# Extrait fourni:

Selon les informations de la Dépêche du midi, les « gros » épargnants, multi-propriétaires fonciers ou grands investisseurs, pourraient aussi être ciblés. Du côté de la majorité sénatoriale, on accueille aussi d’un œil circonspect, la mise en place de ce groupe de travail sur les rentes, surtout si cela concerne les particuliers. « On va dire à des gens qui ont épargné toute leur vie pour leurs vieux jours, désolé, on a mal calculé le déficit, on va vous taxer un peu plus », s’agace le rapporteur du budget, Jean-François Husson (LR). « Ça montre une fois de plus l’amateurisme et l’impréparation du gouvernement face à la gravité de la situation. Le déficit public est abyssal, le plus grave de la Ve République, hors temps de crise, et le gouvernement ne sait pas par quel bout le prendre », ajoute-t-il. Le rapporteur général ne décolère pas de voir le Parlement mis à l’écart de l’état des lieux de la dégradation des finances publiques. Ce qui avait poussé la commission des finances du Sénat à utiliser son pouvoir de contrôle pour vérifier directement ces chiffres auprès du ministère de l’Économie (lire notre article). « Il y a un problème de méthode. D’abord nous devons savoir quelle est l’ampleur du déficit. Ensuite, est-ce que la trajectoire de la loi de programmation des finances publiques est toujours maintenue ? Ce ne sont pas les mêmes mesures à trouver si on parle d’un trou de 13 milliards ou de 27. Mais ces éléments ne sont pas partagés. Ça vire au supplice chinois pour les Français », s’insurge Jean-François Husson.
Gabriel Attal a indiqué que le gouvernement donnera la semaine prochaine « la trajectoire qui permettra d’atteindre les 3 % (du déficit) en 2027 ». Fin juin « on dira comment on y arrive, avec les recettes, et donc les conclusions de cette mission (sur la taxation des rentes), mais aussi avec les dépenses, et notamment les économies structurantes et intelligentes », a-t-il précisé.

# Consignes de l'exercice:
A. Indiquez si chacune des affirmations suivantes concorde avec l'extrait sur le déficit public, en répondant par oui ou non et en citant textuellement les mots décisifs :
(i) Jean-François Husson est le rapporteur du budget.
(ii) Gabriel Attal annonce que le gouvernement présentera cette semaine la trajectoire permettant d'atteindre 3 % de déficit en 2027.
(iii) Pour Jean-François Husson, le déficit public est le plus grave de la Ve République, hors temps de crise.
B. Rédigez la suite de l'extrait sur le déficit public, en reprenant après sa dernière phrase.
Le matériel présenté ensuite n'a aucun rapport avec l'extrait.

# Données étudiées:

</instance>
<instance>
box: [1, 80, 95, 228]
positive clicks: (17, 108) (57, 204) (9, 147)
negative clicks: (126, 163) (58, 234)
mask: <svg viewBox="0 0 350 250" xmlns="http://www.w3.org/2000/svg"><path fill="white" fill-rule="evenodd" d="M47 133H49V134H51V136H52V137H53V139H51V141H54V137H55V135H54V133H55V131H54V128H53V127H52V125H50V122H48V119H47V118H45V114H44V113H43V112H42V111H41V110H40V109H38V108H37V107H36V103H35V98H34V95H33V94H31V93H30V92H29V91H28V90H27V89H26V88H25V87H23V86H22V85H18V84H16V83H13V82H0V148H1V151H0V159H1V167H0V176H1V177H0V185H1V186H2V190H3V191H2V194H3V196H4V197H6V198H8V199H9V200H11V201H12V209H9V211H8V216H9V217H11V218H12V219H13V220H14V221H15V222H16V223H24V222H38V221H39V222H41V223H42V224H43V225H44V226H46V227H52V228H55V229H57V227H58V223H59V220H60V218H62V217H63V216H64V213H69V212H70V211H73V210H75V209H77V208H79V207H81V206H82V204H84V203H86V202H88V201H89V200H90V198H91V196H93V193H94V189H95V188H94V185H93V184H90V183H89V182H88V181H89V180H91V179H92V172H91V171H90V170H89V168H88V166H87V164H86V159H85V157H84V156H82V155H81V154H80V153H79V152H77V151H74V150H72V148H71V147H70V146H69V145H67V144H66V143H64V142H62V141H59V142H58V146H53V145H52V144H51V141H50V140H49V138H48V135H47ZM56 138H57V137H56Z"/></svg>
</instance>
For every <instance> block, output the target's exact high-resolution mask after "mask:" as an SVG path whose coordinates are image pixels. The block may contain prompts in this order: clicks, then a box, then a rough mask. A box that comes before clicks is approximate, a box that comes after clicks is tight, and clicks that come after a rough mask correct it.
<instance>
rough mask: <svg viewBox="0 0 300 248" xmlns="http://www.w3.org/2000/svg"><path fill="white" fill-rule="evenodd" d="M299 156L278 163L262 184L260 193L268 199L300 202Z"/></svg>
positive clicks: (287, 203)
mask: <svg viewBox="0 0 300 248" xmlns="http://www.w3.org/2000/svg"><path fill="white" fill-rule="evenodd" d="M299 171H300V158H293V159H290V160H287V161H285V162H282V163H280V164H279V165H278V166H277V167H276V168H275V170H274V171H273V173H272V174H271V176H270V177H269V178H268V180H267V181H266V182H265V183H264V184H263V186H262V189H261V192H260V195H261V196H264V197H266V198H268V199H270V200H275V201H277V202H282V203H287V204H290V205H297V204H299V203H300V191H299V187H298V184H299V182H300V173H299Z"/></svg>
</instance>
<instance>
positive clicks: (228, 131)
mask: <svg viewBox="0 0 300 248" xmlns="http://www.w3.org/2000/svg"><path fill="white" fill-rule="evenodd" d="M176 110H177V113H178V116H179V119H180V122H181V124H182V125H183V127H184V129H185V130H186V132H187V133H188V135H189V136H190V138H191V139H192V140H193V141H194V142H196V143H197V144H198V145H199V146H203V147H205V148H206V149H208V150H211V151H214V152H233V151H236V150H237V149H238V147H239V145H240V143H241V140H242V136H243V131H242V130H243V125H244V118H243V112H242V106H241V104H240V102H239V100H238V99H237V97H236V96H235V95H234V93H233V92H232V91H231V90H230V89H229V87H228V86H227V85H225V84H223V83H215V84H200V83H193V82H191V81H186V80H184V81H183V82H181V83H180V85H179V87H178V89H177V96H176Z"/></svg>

# Corrigé:
A.
(i) Oui : « s’agace le rapporteur du budget, Jean-François Husson (LR) ».
(ii) Non : « le gouvernement donnera la semaine prochaine « la trajectoire qui permettra d’atteindre les 3 % (du déficit) en 2027 » ».
(iii) Oui : « Le déficit public est abyssal, le plus grave de la Ve République, hors temps de crise ».

B.
« Il y a un débat sur la justice fiscale qui est en train de monter dans le pays »
Le sénateur communiste, Éric Bocquet juge lui aussi que ce groupe de travail sur la taxation des rentes est symptomatique « d’un gouvernement aux abois ». « L’exécutif a supprimé nombre d’impôts depuis 2017, l’ISF de la taxe d’habitation, la CVAE. Il a plafonné des dividendes, et il est en train de découvrir qu’il y a un déséquilibre budgétaire. Il y a un débat sur la justice fiscale qui est en train de monter dans le pays y compris au sein de la majorité dont certains veulent désormais taxer les superprofits. C’est tout l’édifice fiscal qu’il faut revoir en partant du principe du consentement à l’impôt, c’est-à-dire un impôt juste, progressif et équitable ». Éric Bocquet invite aussi à chercher des économies du côté des niches fiscales, un manque à gagner pour l’Etat de 94 milliards d’euros selon un rapport de la Cour des comptes.
« Il y a deux solutions. Mettre en place une taxation des superprofits et trouver un mécanisme de taxation, même provisoire, des gros patrimoines pour financer la transition énergétique », complète Rémi Féraud.
Dans le dernier budget, le gouvernement avait déjà prévu une taxe sur ce qu’on pourrait qualifier de rente. La nouvelle taxe sur « les infrastructures de transport de longue distance », vise les autoroutes et les aéroports, lorsque leurs revenus d’exploitation dépassent 120 millions d’euros et au-dessus d’un seuil de rentabilité de 10 % en moyenne sur 7 ans. Les recettes évaluées à 600 millions d’euros, sont censées financer le plan d’avenir pour les transports décarbonés. La taxe avait provoqué une levée de boucliers des sociétés concessionnaires d’autoroutes, mais aussi de certains sénateurs de la droite et du centre lors de l’examen du budget. Le sénateur LR, Albéric de Montgolfier avait mis en avant les répercussions de cette taxe sur les péages, sur les redevances aéroportuaires payés par les usagers.
Le groupe de travail devra donc veiller aux effets de bords de ces nouvelles taxes « sur les Français qui travaillent » et qu’il entend protéger.